## Requirement
Every record below must come back exactly as written, with the images dropped.

Material supplied START

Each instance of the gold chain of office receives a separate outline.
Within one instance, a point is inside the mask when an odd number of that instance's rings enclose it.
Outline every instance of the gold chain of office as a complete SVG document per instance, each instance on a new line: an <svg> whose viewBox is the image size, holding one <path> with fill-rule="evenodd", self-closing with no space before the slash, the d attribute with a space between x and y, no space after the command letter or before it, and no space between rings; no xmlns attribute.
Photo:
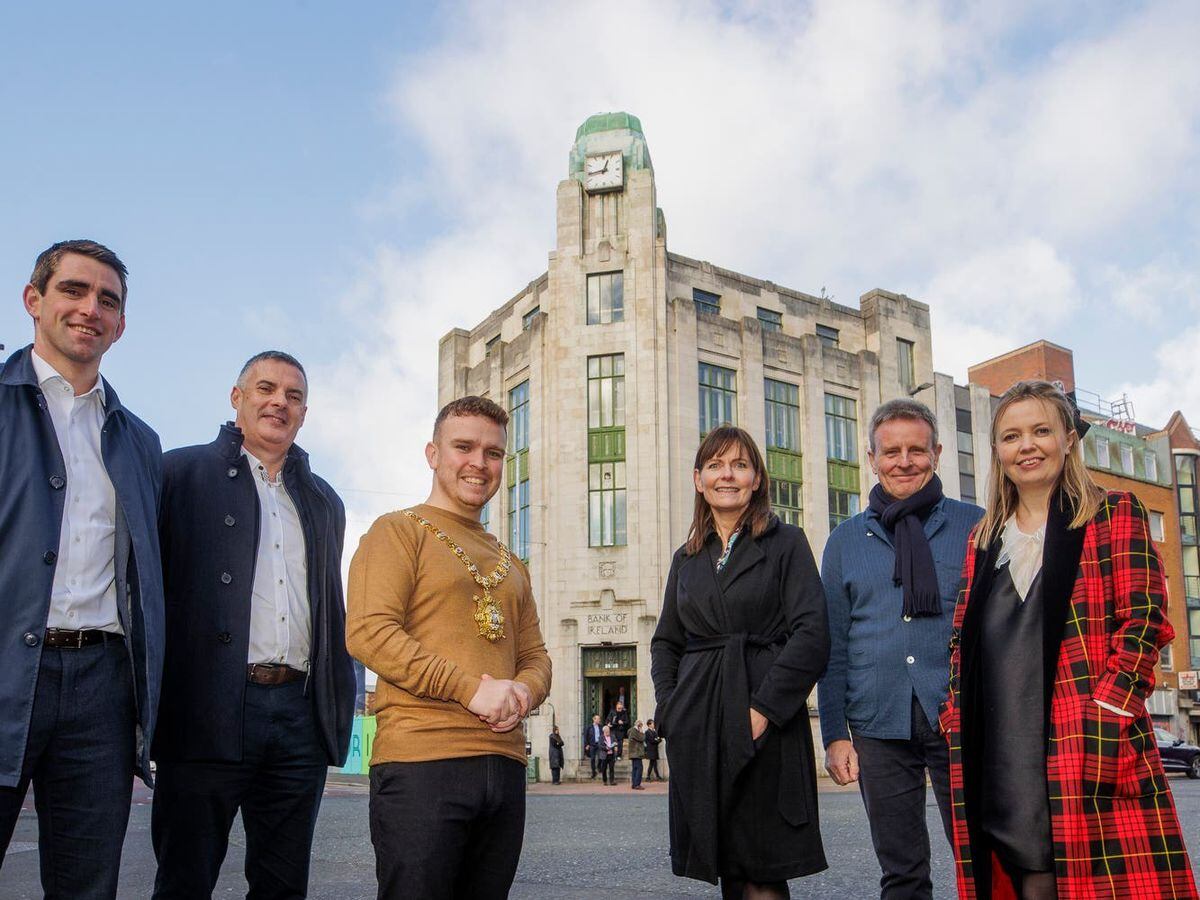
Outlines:
<svg viewBox="0 0 1200 900"><path fill-rule="evenodd" d="M496 563L496 568L490 575L483 575L471 557L467 556L467 552L450 539L450 535L411 509L404 510L404 514L424 526L430 534L449 547L454 555L462 560L475 583L483 588L482 597L478 594L471 597L475 601L475 624L479 627L479 636L492 642L504 637L504 613L500 611L500 604L492 597L492 589L500 586L500 582L508 576L508 571L512 568L512 554L508 548L500 541L496 542L500 545L500 562Z"/></svg>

Material supplied END

## Written response
Each instance of the gold chain of office receives a separate outline.
Within one instance, a point is inside the mask when an odd number of that instance's rings enclose it.
Outline every instance of the gold chain of office as a complete SVG document per instance, each instance on a new line: an <svg> whose viewBox is the image size, holding one <path> with fill-rule="evenodd", self-closing with no space before the slash, the d attribute with a space between x and y, no space after the command letter or before it, and no space between rings; no xmlns attribute.
Photo:
Outlines:
<svg viewBox="0 0 1200 900"><path fill-rule="evenodd" d="M496 563L496 568L490 575L483 575L471 557L467 556L467 552L450 539L450 535L411 509L404 510L404 514L424 526L430 534L449 547L454 555L462 560L475 583L483 588L482 597L478 594L471 597L475 601L475 624L479 627L479 636L492 642L504 637L504 613L500 611L500 604L492 597L492 589L500 586L500 582L508 576L508 571L512 568L512 554L508 548L500 541L496 542L500 545L500 562Z"/></svg>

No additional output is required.